> [EXCERPTED TEXT]
☆ ☆ ☆ ☆ ☆

[proofplan]
We prove the weighted statement directly by constructing a coordinatewise coupling of $\nu$ and $\mu$. At each coordinate, conditional on the previously coupled coordinates, we couple the conditional law of $\nu$ to the product coordinate law $\mu_i$ so that the mismatch probability is the total variation distance. Pinsker's inequality bounds this mismatch probability by the square root of the corresponding conditional relative entropy, and the chain rule identifies the sum of those conditional entropies with $H(\nu\mid\mu)$. A final Cauchy-Schwarz estimate gives the weighted bound, and the unweighted Hamming case follows by taking all weights equal to $1$.
[/proofplan]
[step:Reduce to the case of finite relative entropy]
If $H(\nu\mid\mu)=\infty$, the asserted inequality is vacuous because the right-hand side is $+\infty$. We therefore assume throughout the proof that
\begin{align*}
H(\nu\mid\mu)<\infty.
\end{align*}
In particular $\nu \ll \mu$.
For $i \in \{1,\dots,n\}$, define the previous-coordinate product space $X_{<i}$ by
\begin{align*}
X_{<i} := X_1 \times \cdots \times X_{i-1}.
\end{align*}
Define the corresponding product $\sigma$-algebra $\mathcal{X}_{<i}$ by
\begin{align*}
\mathcal{X}_{<i} := \mathcal{X}_1 \otimes \cdots \otimes \mathcal{X}_{i-1}.
\end{align*}
We use the convention that $X_{<1}$ is a singleton and $\mathcal{X}_{<1}$ is the one-point $\sigma$-algebra on it. Since each $(X_i,\mathcal{X}_i)$ is standard Borel by hypothesis, the product spaces $(X_{<i},\mathcal{X}_{<i})$ and $(X_i,\mathcal{X}_i)$ are standard Borel. Therefore the [disintegration of measures](/theorems/971) applies to the coordinate projection from $X_1\times\cdots\times X_i$ onto $X_{<i}$ and gives regular conditional distributions for the $i$-th coordinate under $\nu$ conditional on the previous coordinates. Let
\begin{align*}
\nu_i(\,\cdot \mid x_{<i})
\end{align*}
denote a regular [conditional probability](/page/Conditional%20Probability) kernel from $(X_{<i},\mathcal{X}_{<i})$ to $(X_i,\mathcal{X}_i)$ for the $i$-th coordinate under $\nu$, conditional on the previous coordinates $x_{<i}=(x_1,\dots,x_{i-1})$.

☆ ☆ ☆ ☆ ☆

> [GIVEN INFORMATION]
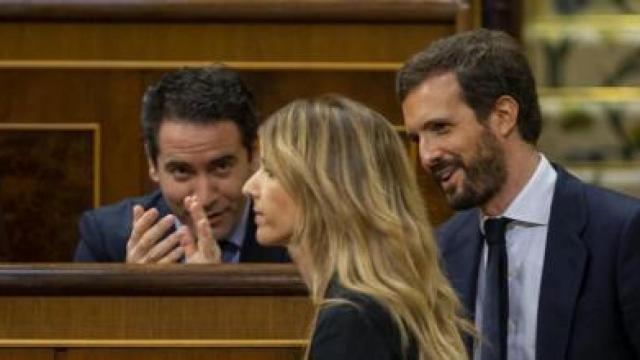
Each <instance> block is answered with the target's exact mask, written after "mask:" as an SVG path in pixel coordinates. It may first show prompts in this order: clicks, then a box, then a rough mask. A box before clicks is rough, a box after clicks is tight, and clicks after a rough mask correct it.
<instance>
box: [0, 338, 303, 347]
mask: <svg viewBox="0 0 640 360" xmlns="http://www.w3.org/2000/svg"><path fill="white" fill-rule="evenodd" d="M307 344H308V341H307V340H303V339H291V340H276V339H264V340H262V339H250V340H241V339H224V340H208V339H184V340H176V339H165V340H159V339H153V340H149V339H0V347H69V348H81V347H82V348H86V347H125V348H148V347H153V348H191V347H198V348H300V347H305V346H307Z"/></svg>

☆ ☆ ☆ ☆ ☆

> [PARTS OF THE EXERCISE]
1) In the part of the coupling proof that opens with the words containing "[proofplan]" and closes with "equal to $1$.", rename "mismatch probability" as "disagreement probability" and give that part again.
2) Write the next portion of the coupling proof, starting after its final sentence.
The material is drawn from a different source than the coupling proof.

> [RESPONSES BY TASK]
1)
[proofplan]
We prove the weighted statement directly by constructing a coordinatewise coupling of $\nu$ and $\mu$. At each coordinate, conditional on the previously coupled coordinates, we couple the conditional law of $\nu$ to the product coordinate law $\mu_i$ so that the disagreement probability is the total variation distance. Pinsker's inequality bounds this disagreement probability by the square root of the corresponding conditional relative entropy, and the chain rule identifies the sum of those conditional entropies with $H(\nu\mid\mu)$. A final Cauchy-Schwarz estimate gives the weighted bound, and the unweighted Hamming case follows by taking all weights equal to $1$.

2)
[/step]
[step:Control one-coordinate mismatch by conditional entropy]
We shall use the following form of Pinsker's inequality.
[claim:Pinsker inequality for total variation]
Let $(E,\mathcal{E})$ be a measurable space, and let $\rho$ and $\pi$ be probability measures on it. Define
\begin{align*}
\|\rho-\pi\|_{\mathrm{TV}} := \sup_{A\in\mathcal{E}} |\rho(A)-\pi(A)|.
\end{align*}
Then
\begin{align*}
\|\rho-\pi\|_{\mathrm{TV}} \leq \sqrt{\frac{1}{2}H(\rho\mid\pi)}.
\end{align*}
This is Pinsker's inequality, included here with proof to fix the normalization of total variation used in this argument.
[/claim]
[proof]
If $\rho\not\ll\pi$, then $H(\rho\mid\pi)=\infty$ and the inequality is immediate. Assume $\rho\ll\pi$, and let $f:E\to[0,\infty)$ be the Radon-Nikodym derivative $f=d\rho/d\pi$. Then
\begin{align*}
H(\rho\mid\pi)=\int_E f\log f\,d\pi.
\end{align*}
Since $\int_E(f-1)\,d\pi=0$, this can also be written as
\begin{align*}
H(\rho\mid\pi)=\int_E (f\log f-f+1)\,d\pi.
\end{align*}
For every $t\geq0$, the elementary calculus inequality
\begin{align*}
t\log t-t+1 \geq \frac{(t-1)^2}{t+1}
\end{align*}
holds, with the value at $t=0$ interpreted by continuity. Hence
\begin{align*}
H(\rho\mid\pi)\geq \int_E \frac{(f-1)^2}{f+1}\,d\pi.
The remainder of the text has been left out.